> [DOCUMENT EXTRACT]:
A new species of salamander, the Reticulated Siren (Siren reticulata), has been described: CNN, Earther, National Geographic. Found in the Florida Panhandle and Alabama, the three-foot aquatic salamander had a near-mythic status (it was known as the leopard eel) before a specimen was caught and identified. [PLOS ONE]
A new genus and species of snake was found in the stomach of a Central American Coral Snake (Micrurus nigrocinctus). The coral snake was collected in 1976; a ten-inch snake was found in its stomach that did not match any known species, so into the museum collection it went. As it often does, it took until this year for said snake, now named Cenapsis aenigma (“mysterious dinner snake”), to be formally described. [Journal of Herpetology]
But maybe those discoveries aren’t such good news for the species being discovered. An excerpt from Rachel Love Nuwer’s Poached, published this week at Wired, looks at the plight of the Earless Monitor (Lanthanotus borneensis). When a population of this secretive lizard was found in 2008, the article reporting the find was careful to omit exact the exact coordinates. That didn’t stop reptile collectors: as with many other newly discovered species and populations, the monitor soon turned up in collections and on online ads.
Lonesome George, the last known Pinta Island Tortoise (Chelonoidis abingdonii), died in 2012, but his genome still has much to teach us: a comparative analysis of his genome with Aldabra Giant Tortoise (Aldabrachelys gigantea) explores the genetic factors in tortoises’ longevity, gigantism and immune response. [Nature Ecology & Evolution]
A taxonomic update regarding small burrowing snakes found in Mexico and the southwestern United States: a study earlier this year placed sand snakes (Chilomeniscus) and shovelnose snakes (Chionactis) under the same genus as ground snakes (Sonora). CNAH’s list has already been updated.

> [ENTRIES SHOWN]:
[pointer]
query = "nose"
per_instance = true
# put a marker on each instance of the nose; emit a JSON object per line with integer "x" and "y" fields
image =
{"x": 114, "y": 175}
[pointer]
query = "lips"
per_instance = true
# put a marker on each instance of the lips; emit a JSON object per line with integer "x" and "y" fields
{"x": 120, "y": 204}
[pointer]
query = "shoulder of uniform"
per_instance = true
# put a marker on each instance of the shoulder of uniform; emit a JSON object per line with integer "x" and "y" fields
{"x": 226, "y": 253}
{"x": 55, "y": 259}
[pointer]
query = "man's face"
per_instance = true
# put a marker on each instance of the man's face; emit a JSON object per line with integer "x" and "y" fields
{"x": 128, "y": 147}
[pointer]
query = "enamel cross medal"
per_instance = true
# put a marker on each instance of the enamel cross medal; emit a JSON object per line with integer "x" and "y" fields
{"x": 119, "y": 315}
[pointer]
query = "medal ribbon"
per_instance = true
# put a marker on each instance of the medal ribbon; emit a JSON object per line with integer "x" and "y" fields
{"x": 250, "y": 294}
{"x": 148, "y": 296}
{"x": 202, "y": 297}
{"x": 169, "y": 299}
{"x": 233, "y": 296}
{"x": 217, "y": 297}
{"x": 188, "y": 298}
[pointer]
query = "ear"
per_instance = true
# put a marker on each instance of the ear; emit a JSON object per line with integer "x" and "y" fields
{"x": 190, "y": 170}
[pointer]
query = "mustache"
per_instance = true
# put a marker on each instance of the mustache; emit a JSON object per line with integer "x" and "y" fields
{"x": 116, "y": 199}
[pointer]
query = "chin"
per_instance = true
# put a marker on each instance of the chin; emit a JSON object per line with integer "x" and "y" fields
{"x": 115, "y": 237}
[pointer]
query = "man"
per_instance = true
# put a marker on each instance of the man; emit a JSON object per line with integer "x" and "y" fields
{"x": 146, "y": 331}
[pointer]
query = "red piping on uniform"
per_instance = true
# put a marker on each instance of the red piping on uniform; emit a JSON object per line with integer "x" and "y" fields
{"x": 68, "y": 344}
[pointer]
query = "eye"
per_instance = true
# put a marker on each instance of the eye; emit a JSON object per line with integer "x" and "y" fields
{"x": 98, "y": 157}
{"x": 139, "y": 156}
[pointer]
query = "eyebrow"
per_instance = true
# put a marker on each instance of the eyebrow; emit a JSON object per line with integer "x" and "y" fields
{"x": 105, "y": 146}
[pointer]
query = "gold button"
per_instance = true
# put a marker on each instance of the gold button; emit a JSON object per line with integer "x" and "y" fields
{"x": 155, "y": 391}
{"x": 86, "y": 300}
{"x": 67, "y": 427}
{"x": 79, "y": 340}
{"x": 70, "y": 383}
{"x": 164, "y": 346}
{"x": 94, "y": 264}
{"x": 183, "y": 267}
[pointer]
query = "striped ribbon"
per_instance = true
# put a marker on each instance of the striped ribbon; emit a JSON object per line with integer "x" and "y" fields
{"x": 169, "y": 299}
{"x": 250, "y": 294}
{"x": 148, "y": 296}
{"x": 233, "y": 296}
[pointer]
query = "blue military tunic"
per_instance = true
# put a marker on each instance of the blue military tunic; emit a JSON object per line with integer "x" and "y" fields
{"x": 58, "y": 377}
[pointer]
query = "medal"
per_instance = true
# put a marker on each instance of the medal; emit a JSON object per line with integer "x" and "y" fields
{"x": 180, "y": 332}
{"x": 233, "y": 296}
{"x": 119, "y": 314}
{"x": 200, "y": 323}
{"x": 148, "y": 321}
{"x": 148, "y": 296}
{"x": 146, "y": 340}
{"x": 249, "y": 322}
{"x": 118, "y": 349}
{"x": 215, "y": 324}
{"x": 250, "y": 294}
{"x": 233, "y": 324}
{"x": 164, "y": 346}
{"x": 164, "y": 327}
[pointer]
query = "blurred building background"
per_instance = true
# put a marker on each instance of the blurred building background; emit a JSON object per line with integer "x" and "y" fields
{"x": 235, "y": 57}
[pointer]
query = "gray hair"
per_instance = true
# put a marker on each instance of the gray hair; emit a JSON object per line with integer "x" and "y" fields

> [TO DO]:
1: Translate this sentence from the reptile and amphibian news roundup into Spanish: "A new genus and species of snake was found in the stomach of a Central American Coral Snake (Micrurus nigrocinctus)."
2: According to the reptile and amphibian news roundup, is each statement true? Answer yes or no for each, and quote the words from the roundup that decide it.
(a) The coral snake with the undescribed snake in its stomach was collected in 1976.
(b) The Reticulated Siren has been found only in Florida.
(c) Shovelnose snakes were placed in the same genus as ground snakes.

> [TASK RESPONSES]:
1: Se encontró un nuevo género y especie de serpiente en el estómago de una serpiente coral centroamericana (Micrurus nigrocinctus).

2:
(a) Yes: "The coral snake was collected in 1976"
(b) No: "Found in the Florida Panhandle and Alabama"
(c) Yes: "placed sand snakes (Chilomeniscus) and shovelnose snakes (Chionactis) under the same genus as ground snakes (Sonora)"